● **STATED TASK 1**
Render the records as a numbered list, starting at the line with "sunglasses on head -> box" and ending at, and including, the line with "(142, 177), (244, 414)". Skip any blank lines.
● **STATED TASK 2**
Pick up the essay on dropping transgender people from the Employment Non-Discrimination Act where it stops, and write the next part.

Start of QUOTED PASSAGE

It's been a rough few weeks for the LGBT community. Things had been going well for us. We helped take back Congress. We continued to have a powerful voice in Sacramento. Assemblyman Mark Leno's (D-San Francisco) marriage bill sailed through the legislature. And, perhaps most significant, for the first time in American history, both houses of Congress passed an explicitly LGBT piece of legislation, the Matthew Shepard Act, a hate crimes bill that covers both sexual orientation and gender identity.
We were planning to score another big win with the Employment Non-Discrimination Act, one of the holy grails of our community. For the past few years, ENDA, like the hate crimes bill, has covered the entire LGBT community, including transgender people.
Then, out of nowhere, we were informed that we didn't have the votes to pass an ENDA that included transgender people. We were told that we should remove gender identity from the bill, take half a loaf, and try to get the other half at some unspecified point in the future. We were told that this was political reality that we needed to accept. We were told that, as gay, lesbian, and bisexual people, we should move ahead even if we did so without our transgender brothers and sisters - without the people who have stood and fought with us every step of the way in building this LGBT movement.
Well, I say no way. We, as a community, should unambiguously reject this division. If this strategy proceeds, this will be the first time in U.S. history that a piece of civil rights legislation will cover some members of a community but not others. When we banned discrimination based on race, we didn't just cover the more "popular" races. We covered all of us. And, as we ban discrimination based on sexual identity, we must make sure that we cover all of us and that we don't cleave the community in a rush to get something passed.

End of QUOTED PASSAGE
Start of RECORD EXTRACTS

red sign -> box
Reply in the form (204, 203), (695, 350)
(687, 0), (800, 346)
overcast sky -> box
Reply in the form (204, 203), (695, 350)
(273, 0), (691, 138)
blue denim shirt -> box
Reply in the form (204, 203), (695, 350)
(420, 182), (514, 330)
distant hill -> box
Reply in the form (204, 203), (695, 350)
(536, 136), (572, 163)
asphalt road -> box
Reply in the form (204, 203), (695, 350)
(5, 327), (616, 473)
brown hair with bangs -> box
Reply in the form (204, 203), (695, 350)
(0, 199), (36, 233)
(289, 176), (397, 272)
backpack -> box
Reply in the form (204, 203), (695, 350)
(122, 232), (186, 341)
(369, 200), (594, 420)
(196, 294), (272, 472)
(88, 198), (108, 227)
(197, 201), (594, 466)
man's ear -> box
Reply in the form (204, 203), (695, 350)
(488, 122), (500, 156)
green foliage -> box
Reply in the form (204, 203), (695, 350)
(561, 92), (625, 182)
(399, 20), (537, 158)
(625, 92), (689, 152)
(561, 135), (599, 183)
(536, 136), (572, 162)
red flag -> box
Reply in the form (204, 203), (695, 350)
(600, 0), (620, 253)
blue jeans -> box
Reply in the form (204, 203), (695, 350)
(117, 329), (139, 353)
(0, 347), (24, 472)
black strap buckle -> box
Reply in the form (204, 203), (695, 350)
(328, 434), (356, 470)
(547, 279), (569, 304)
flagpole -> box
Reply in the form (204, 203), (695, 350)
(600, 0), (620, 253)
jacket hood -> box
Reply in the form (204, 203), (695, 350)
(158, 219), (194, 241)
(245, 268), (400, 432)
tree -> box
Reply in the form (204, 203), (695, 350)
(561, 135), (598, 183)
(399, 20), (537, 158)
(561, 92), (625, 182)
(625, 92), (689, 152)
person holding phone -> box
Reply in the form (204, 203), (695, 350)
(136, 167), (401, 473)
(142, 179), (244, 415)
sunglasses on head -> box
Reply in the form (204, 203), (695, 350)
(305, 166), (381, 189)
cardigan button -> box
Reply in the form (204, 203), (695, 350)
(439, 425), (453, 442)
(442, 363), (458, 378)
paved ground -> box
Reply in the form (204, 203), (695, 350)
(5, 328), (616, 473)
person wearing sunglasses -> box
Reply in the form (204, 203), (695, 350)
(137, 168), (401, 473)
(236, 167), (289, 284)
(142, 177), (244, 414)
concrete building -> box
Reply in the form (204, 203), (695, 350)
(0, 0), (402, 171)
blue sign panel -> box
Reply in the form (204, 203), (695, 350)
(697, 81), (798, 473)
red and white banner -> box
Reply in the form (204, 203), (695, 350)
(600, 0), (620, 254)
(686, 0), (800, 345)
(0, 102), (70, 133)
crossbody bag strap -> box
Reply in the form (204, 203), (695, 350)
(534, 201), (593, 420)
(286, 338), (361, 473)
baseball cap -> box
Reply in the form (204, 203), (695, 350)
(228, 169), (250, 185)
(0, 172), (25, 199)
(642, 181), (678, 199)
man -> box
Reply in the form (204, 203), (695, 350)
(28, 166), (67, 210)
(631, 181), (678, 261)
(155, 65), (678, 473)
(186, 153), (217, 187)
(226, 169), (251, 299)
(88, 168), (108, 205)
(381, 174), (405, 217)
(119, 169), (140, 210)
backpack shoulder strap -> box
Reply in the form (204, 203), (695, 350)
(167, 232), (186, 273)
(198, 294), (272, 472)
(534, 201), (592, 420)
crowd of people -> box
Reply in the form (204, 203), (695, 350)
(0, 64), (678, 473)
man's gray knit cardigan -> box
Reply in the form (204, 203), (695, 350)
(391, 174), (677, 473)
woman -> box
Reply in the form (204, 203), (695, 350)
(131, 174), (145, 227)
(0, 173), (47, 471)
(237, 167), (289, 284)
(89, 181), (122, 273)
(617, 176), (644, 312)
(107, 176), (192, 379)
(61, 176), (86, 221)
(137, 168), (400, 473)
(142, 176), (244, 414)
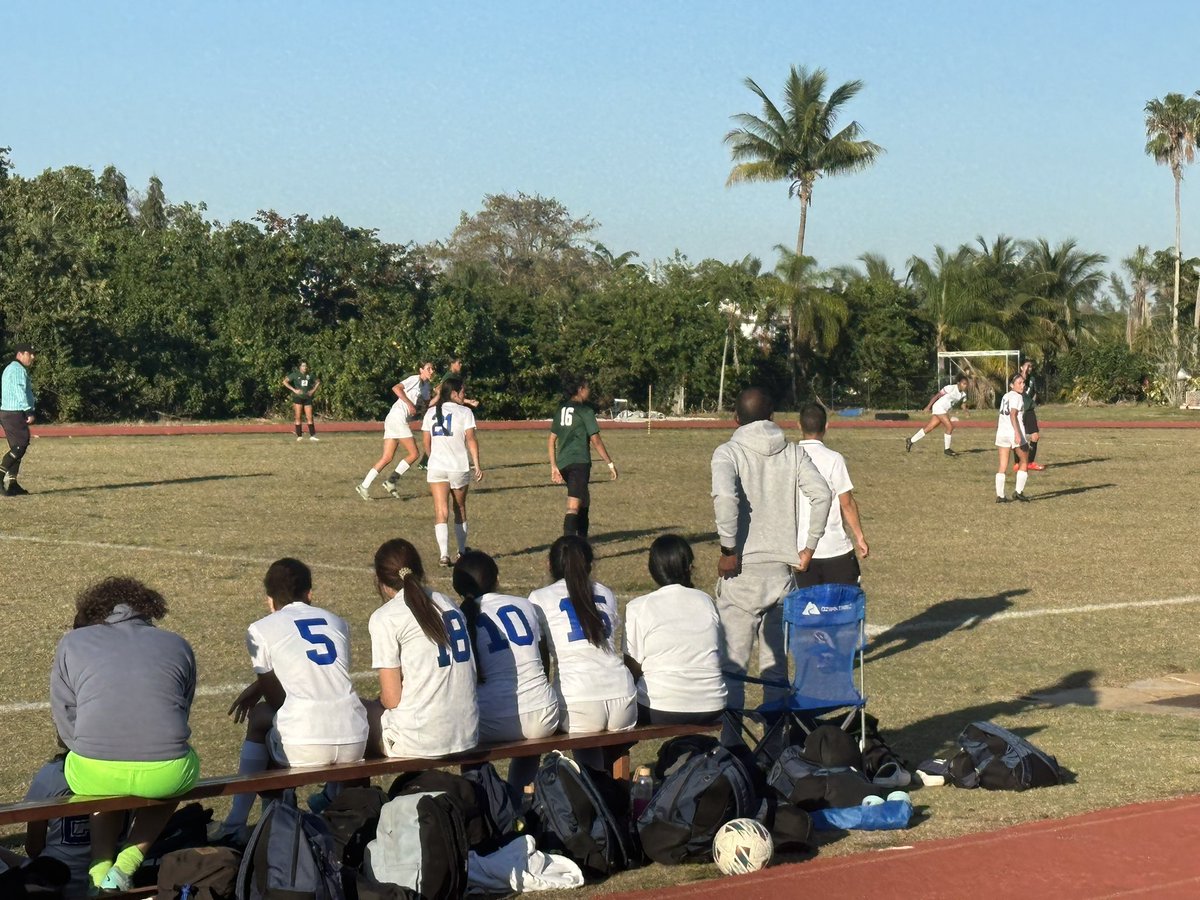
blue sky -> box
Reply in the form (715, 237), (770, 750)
(0, 0), (1200, 278)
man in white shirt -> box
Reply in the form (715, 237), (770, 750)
(796, 403), (870, 588)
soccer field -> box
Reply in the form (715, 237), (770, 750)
(0, 416), (1200, 889)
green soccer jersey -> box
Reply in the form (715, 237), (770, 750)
(288, 368), (317, 404)
(550, 400), (600, 469)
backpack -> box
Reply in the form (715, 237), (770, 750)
(637, 736), (761, 865)
(360, 792), (468, 900)
(155, 847), (241, 900)
(947, 722), (1062, 791)
(238, 788), (344, 900)
(532, 750), (635, 878)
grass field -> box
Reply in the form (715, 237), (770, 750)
(0, 413), (1200, 892)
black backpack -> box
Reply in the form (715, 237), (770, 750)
(238, 788), (344, 900)
(155, 847), (241, 900)
(532, 750), (635, 878)
(637, 736), (762, 865)
(359, 792), (468, 900)
(947, 722), (1062, 791)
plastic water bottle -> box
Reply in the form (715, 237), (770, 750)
(629, 766), (654, 822)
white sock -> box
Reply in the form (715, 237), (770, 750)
(226, 740), (271, 827)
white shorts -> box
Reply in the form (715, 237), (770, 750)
(479, 706), (558, 744)
(425, 469), (470, 491)
(383, 403), (422, 440)
(266, 727), (367, 769)
(559, 694), (637, 734)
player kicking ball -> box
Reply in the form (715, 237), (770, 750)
(904, 374), (971, 456)
(996, 374), (1030, 503)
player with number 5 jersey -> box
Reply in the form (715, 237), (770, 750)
(529, 535), (637, 768)
(367, 538), (479, 758)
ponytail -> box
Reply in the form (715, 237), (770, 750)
(550, 534), (611, 650)
(374, 538), (450, 647)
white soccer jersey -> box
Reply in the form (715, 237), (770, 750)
(475, 594), (558, 719)
(796, 440), (854, 559)
(367, 588), (479, 757)
(625, 584), (725, 713)
(246, 602), (367, 745)
(934, 384), (967, 415)
(996, 391), (1026, 446)
(421, 401), (475, 472)
(529, 578), (637, 703)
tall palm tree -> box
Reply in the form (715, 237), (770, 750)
(725, 66), (883, 257)
(1146, 94), (1200, 362)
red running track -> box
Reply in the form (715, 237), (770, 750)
(608, 797), (1200, 900)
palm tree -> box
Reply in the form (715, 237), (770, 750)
(725, 66), (883, 257)
(1146, 94), (1200, 362)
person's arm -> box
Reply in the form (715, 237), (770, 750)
(592, 431), (617, 481)
(379, 668), (404, 709)
(838, 491), (870, 559)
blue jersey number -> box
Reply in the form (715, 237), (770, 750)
(438, 610), (470, 668)
(296, 619), (337, 666)
(558, 596), (612, 643)
(479, 604), (533, 653)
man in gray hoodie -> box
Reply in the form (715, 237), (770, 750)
(713, 388), (832, 737)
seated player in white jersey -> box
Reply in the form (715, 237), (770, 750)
(367, 538), (479, 758)
(354, 361), (433, 500)
(904, 374), (971, 456)
(210, 558), (367, 844)
(625, 534), (726, 725)
(454, 550), (558, 797)
(529, 534), (637, 769)
(421, 378), (484, 566)
(996, 373), (1030, 503)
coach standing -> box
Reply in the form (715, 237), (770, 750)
(713, 388), (832, 739)
(0, 343), (36, 497)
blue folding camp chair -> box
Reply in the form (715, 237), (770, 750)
(726, 584), (866, 754)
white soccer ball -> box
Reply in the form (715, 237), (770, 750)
(713, 818), (775, 875)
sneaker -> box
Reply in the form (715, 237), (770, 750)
(100, 865), (133, 895)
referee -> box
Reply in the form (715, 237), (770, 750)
(0, 343), (36, 497)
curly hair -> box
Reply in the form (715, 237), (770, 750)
(74, 576), (167, 628)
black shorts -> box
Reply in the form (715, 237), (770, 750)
(794, 551), (863, 588)
(559, 462), (592, 506)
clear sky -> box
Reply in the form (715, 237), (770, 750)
(0, 0), (1200, 278)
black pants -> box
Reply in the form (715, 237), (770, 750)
(0, 409), (29, 478)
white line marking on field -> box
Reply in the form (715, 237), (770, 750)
(866, 594), (1200, 637)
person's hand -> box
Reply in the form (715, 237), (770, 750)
(229, 682), (262, 724)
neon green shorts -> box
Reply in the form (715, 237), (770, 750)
(64, 749), (200, 799)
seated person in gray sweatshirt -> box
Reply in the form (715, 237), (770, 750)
(50, 578), (200, 890)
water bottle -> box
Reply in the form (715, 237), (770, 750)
(629, 766), (654, 822)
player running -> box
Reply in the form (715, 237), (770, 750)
(421, 378), (484, 566)
(354, 361), (433, 500)
(904, 374), (971, 456)
(996, 373), (1030, 503)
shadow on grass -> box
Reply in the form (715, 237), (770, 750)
(1030, 482), (1116, 500)
(37, 472), (275, 493)
(866, 588), (1030, 661)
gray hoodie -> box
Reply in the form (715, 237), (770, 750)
(713, 421), (832, 565)
(50, 604), (196, 762)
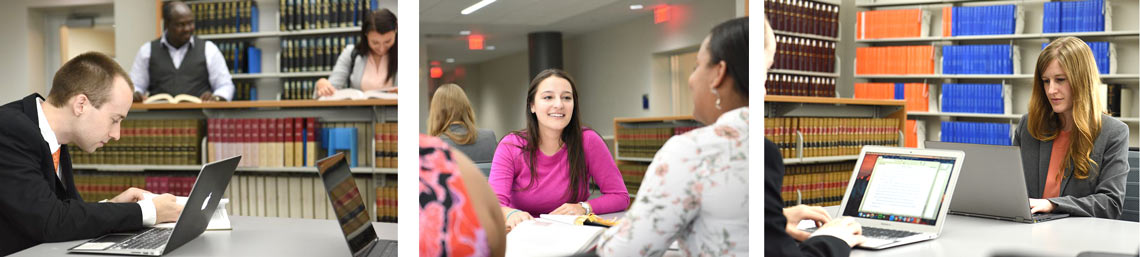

End of RECORD EXTRACTS

● **EXERCISE RESPONSE 1**
1. sunglasses on head -> box
2. Reply in the form (204, 203), (695, 350)
3. (305, 166), (381, 189)
4. cardigan button -> box
5. Reply in the form (204, 203), (695, 350)
6. (439, 425), (453, 442)
7. (442, 363), (458, 378)
8. paved ground -> box
9. Reply in the form (204, 203), (695, 350)
10. (5, 328), (616, 473)
11. person wearing sunglasses -> box
12. Reply in the form (204, 203), (695, 350)
13. (137, 168), (401, 473)
14. (236, 167), (289, 284)
15. (142, 177), (244, 414)

● **EXERCISE RESPONSE 2**
As a gay man, it is tempting to take what I can get, when I can get it. Gay men have experienced enormous discrimination in hiring and promotion. We need federal legislation to address this problem.
But, I don't want that legislation at any cost. And, I certainly don't want it if it means excluding part of our community that, frankly, needs employment protection a heck of a lot more than many gay, lesbian, and bisexual people. Here in San Francisco - the LGBT mecca - only 25 percent of transgender people have full-time jobs, and 59 percent earn $15,333 or less per year. These abysmal statistics are in San Francisco. Imagine what the numbers are like in other parts of the country.
Against this backdrop, our community is being pitted against itself. Transgender people are being told that their presence in ENDA will drag down the whole bill. Gay, lesbian, and bisexual people are being told that the only way for them to get ahead is to separate from transgender people - a temporary separation, of sorts.
The problem with temporary separations, however, is that they often become divorces. That would be a tragedy for the LGBT community. If we yield to the "transgender people are too unpopular" argument and take them out of the bill, we will only encourage legislators around the country, at all levels, to take the easy way out and downsize LGBT legislation so that it only covers the least controversial portions of our community. We need to insist that Congress take the hard vote up front. It may cause us some pain now, but it will be well worth it in the long run.
Solidarity is never easy. It means that some people with privilege voluntarily give up that privilege until other people can have the privilege as well. It means that some of us make temporary sacrifices to benefit the entire community. This isn't new in the LGBT community. Just ask the heroic lesbians who cared for gay men dying of HIV/AIDS during a time when, frankly, gay men were the unpopular ones because of the nationwide panic over HIV transmission. Or, just ask the transgender heroes who, instead of focusing exclusively on trans rights, have dedicated themselves to fighting for the right of gay men and lesbians to marry.
This is our chance to prove that we "L's," "G's", and "B's" don't leave people behind so that we can get ahead. We have always been one community, back to Stonewall and before. We continue to be one community. Let's keep our community intact by rejecting this ill-advised effort to pass a version of ENDA that excludes our transgender brothers and sisters.
Scott Wiener is a former Alice Co-Chair, and currently is Chair of the San Francisco Democratic Party and serves on the national board of directors of the Human Rights Campaign. He disagrees with HRC's position on the current version of ENDA but believes that it is important for all voices on this issue to be at the table within HRC, given that the ENDA legislative process is likely to last for several years or more and that the current debate is not even close to over.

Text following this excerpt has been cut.